:: Extrait du texte ::
-*-

Cour administrative d’appel de Douai – 4e chambre – Arrêt N° 19DA00913 du 02 juillet 2020 – Annulation du refus de titre de séjour – Le même acte de naissance avait fait l’objet d’un avis favorable par la DZPAF cinq ans auparavant – L’intéressé est titulaire d’un passeport délivré par l’ambassade du Cameroun à Paris mentionnant la même date de naissance que l’acte de naissance, et dont le préfet ne conteste pas le caractère authentique mais allègue seulement qu’il aurait pu être obtenu sur la base de l’acte de naissance selon lui contrefait

Résumé :

Un ancien MIE ressortissant camerounais confié avant l’âge de 16 ans à l’aide sociale à l’enfance sollicite un premier titre de séjour mention "vie privée et familiale" sur le fondement du 2°bis de l’art. L313-11 du CESEDA. Le préfet lui refuse la délivrance du titre de séjour en se fondant sur le caractère apocryphe de l’acte de naissance produit suite à une analyse par la DZPAF, sur une insertion défavorable en raison de cette fraude commise et enfin sur la circonstance que l’intéressé ne serait pas isolé dans son pays d’origine où résident ses parents et 4 frères et sœurs.

-*-

:: Entrées fournies ::
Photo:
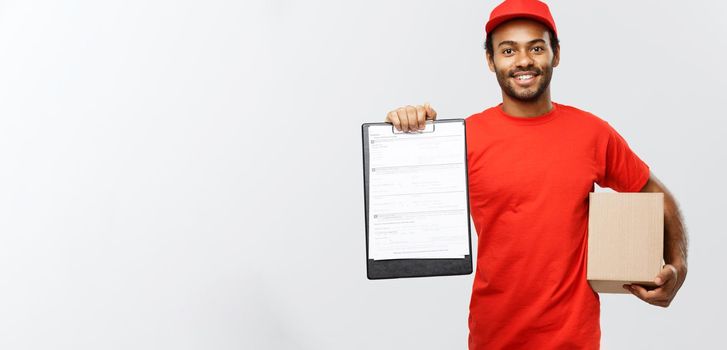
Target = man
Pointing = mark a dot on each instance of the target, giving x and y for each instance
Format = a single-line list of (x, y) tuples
[(532, 163)]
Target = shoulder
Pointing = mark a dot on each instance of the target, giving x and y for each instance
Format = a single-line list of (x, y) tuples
[(583, 119), (581, 115)]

-*-

:: Consigne écrite ::
Recopiez sans rien changer, dans l'extrait sur le refus de titre de séjour, le passage qui va de "Un ancien MIE" jusqu'à "frères et sœurs.".

:: Résultat attendu ::
Un ancien MIE ressortissant camerounais confié avant l’âge de 16 ans à l’aide sociale à l’enfance sollicite un premier titre de séjour mention "vie privée et familiale" sur le fondement du 2°bis de l’art. L313-11 du CESEDA. Le préfet lui refuse la délivrance du titre de séjour en se fondant sur le caractère apocryphe de l’acte de naissance produit suite à une analyse par la DZPAF, sur une insertion défavorable en raison de cette fraude commise et enfin sur la circonstance que l’intéressé ne serait pas isolé dans son pays d’origine où résident ses parents et 4 frères et sœurs.